# Reviews and Discussions about...



## Capeditiea (Feb 23, 2018)

This thread is designed to implore you to explore various notable and horrendeus works. 
Topics for this include. Composers, Works, Recordings, and Reasons why you liked or disliked it. 
This may be the epitome of what "Classical Music Discussion" is about... to the naked eye, but it is a bit different. 
Instead of giving an indepth thread on a specific work, this can be used as a hub for those who are interested in finding music that matches their tastes with the help of fellow members of TC. 

A few rules to adhere to. 
1. review the work you are showcasing. It could be a brief description, or however long you want to make it. You can be as critical or as prevolent as you wish.

2. You may put the cover art for the work only if there there are various recordings. The photo or painting of the composer is also acceptable. But try to abstain from posting too many. This is a discussion thread.

3. You are free to disagree, with the opinion of another, but by doing so write your own review on the subject. But also let future readers know that it has been mentioned before. 

4. If a review has inspired you to purchace, listen to youtube, or if you agree. Simply click the like button. This will Also let future readers of your review see that you are not the only one who enjoys this work.

• [Apply what you read]
**A.** Translate this sentence from the forum thread into Spanish: "The photo or painting of the composer is also acceptable."
**B.** Per the forum thread, why should members click the like button on a review they agree with or that inspired them to listen or buy?

• [Dataset extract]
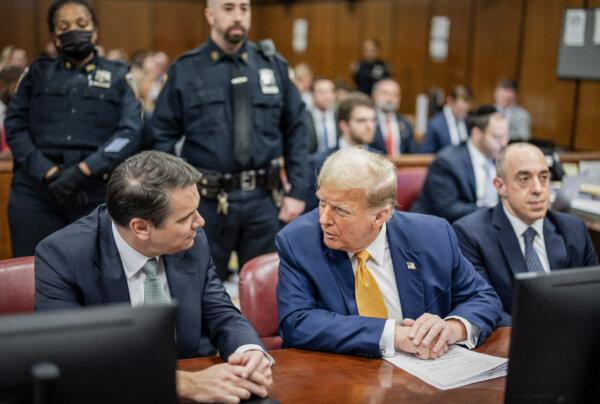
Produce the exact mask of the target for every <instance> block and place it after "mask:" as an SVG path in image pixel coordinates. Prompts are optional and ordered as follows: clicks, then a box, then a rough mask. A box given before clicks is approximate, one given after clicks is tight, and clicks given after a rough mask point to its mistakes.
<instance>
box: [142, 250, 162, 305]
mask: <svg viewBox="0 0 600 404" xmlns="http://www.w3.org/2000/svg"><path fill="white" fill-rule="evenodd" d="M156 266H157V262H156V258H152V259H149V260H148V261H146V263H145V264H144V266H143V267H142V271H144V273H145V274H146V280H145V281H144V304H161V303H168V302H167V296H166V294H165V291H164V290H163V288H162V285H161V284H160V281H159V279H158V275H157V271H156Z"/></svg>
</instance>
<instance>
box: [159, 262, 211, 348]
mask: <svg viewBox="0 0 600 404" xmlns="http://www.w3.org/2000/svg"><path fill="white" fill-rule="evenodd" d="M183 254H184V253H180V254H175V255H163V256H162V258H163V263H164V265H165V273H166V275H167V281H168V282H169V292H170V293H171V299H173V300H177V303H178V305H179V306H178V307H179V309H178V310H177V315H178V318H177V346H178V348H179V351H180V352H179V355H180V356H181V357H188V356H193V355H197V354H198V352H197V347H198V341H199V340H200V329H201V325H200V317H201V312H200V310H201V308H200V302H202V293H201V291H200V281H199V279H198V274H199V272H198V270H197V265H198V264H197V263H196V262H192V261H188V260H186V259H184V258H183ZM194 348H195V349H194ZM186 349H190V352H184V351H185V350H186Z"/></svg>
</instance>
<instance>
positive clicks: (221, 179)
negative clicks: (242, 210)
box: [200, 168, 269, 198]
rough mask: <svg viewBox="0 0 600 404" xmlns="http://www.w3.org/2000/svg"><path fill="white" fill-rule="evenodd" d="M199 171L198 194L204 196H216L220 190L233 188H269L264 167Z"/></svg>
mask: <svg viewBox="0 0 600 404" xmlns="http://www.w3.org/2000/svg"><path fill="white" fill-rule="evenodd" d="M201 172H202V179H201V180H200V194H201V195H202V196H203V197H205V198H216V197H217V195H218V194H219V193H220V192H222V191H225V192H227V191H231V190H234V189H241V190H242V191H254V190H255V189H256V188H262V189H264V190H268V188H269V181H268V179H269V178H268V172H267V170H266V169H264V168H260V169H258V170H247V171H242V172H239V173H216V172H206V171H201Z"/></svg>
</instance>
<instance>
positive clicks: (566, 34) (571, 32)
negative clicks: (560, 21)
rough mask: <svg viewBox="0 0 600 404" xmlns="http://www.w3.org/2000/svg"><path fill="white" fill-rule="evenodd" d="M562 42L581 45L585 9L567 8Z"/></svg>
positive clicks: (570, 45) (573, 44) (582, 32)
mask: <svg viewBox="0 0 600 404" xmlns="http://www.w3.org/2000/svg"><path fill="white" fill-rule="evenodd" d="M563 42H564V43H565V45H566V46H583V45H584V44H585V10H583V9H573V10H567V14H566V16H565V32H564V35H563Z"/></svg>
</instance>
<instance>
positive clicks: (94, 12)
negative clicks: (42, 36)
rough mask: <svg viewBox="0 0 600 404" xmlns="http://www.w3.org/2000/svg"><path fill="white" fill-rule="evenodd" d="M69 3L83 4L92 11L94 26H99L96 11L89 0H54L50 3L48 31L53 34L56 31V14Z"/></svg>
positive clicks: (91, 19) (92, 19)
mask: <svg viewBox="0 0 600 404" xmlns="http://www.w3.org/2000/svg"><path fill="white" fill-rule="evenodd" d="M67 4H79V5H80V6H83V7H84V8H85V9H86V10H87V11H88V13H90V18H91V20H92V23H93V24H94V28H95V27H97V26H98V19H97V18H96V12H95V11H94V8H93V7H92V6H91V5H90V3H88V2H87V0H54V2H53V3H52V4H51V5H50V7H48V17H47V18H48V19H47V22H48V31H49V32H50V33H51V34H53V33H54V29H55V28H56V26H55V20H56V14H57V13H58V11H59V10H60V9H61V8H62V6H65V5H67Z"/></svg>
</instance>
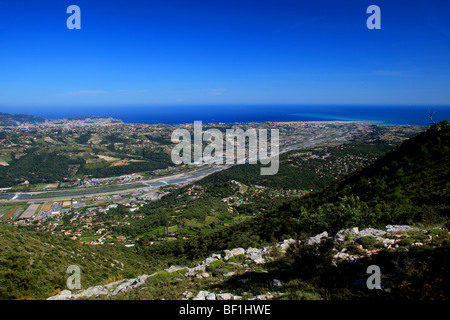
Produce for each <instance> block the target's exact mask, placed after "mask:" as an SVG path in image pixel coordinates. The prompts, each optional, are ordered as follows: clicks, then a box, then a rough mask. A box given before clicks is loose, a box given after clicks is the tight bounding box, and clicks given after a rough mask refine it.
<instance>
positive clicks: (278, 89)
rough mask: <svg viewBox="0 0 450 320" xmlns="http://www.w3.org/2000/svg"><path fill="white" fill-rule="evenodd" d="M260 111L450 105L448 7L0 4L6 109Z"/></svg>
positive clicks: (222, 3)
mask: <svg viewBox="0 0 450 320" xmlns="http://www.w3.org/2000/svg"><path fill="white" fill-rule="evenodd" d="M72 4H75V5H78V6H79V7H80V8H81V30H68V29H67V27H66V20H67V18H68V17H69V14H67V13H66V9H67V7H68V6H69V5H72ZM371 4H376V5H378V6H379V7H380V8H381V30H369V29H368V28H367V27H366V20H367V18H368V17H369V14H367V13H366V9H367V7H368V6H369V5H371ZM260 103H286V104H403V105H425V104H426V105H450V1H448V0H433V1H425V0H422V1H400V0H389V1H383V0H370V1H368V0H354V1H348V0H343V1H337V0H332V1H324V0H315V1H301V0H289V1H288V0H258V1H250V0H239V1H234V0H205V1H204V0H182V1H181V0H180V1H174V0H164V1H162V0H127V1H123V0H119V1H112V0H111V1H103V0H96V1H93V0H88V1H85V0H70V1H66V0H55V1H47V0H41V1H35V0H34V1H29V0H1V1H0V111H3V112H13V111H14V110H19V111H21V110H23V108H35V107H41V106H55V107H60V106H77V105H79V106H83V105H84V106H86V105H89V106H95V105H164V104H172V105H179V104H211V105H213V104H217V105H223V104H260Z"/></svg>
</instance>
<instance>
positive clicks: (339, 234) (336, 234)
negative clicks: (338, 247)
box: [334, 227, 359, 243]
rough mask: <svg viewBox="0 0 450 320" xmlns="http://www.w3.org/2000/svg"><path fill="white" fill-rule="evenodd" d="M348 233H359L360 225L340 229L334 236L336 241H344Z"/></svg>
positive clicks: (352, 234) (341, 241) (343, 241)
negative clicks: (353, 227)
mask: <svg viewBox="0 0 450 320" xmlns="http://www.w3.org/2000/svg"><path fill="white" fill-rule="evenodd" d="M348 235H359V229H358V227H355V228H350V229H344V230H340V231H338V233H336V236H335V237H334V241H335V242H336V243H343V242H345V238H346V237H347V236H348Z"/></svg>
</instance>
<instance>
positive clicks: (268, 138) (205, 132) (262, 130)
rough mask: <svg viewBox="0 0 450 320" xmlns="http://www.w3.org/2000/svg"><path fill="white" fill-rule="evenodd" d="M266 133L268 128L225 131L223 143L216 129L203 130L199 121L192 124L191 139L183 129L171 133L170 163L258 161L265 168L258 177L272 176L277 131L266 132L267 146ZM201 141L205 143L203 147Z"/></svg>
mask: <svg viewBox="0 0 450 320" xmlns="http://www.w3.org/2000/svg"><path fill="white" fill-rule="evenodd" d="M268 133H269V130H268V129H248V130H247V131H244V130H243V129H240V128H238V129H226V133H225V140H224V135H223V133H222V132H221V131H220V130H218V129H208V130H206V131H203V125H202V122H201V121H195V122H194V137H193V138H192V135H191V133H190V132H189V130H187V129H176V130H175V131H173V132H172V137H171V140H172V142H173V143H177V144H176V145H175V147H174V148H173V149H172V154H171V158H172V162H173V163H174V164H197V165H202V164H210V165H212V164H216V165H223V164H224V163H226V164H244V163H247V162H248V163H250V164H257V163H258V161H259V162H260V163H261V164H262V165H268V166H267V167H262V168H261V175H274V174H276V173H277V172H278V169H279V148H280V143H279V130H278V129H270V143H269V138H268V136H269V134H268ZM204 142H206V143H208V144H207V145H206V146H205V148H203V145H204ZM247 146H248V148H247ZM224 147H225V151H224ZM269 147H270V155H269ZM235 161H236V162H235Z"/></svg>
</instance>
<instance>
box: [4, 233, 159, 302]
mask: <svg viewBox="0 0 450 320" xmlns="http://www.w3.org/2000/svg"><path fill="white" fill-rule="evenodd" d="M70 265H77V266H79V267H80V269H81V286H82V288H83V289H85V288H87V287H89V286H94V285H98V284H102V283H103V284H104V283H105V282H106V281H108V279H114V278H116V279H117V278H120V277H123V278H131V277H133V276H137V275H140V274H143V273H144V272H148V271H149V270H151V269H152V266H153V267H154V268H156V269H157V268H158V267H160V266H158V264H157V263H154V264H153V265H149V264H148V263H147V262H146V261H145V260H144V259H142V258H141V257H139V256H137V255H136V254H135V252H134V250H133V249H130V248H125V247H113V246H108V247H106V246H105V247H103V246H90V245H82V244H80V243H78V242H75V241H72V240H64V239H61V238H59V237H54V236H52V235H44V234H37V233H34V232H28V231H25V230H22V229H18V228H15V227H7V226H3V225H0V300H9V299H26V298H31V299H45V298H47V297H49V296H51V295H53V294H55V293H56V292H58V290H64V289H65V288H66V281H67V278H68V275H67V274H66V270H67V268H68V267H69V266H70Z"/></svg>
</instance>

• [Written responses]
**A.** La foto o la pintura del compositor también es aceptable.

**B.** Clicking the like button lets future readers of that review see that the reviewer is not the only one who enjoys the work.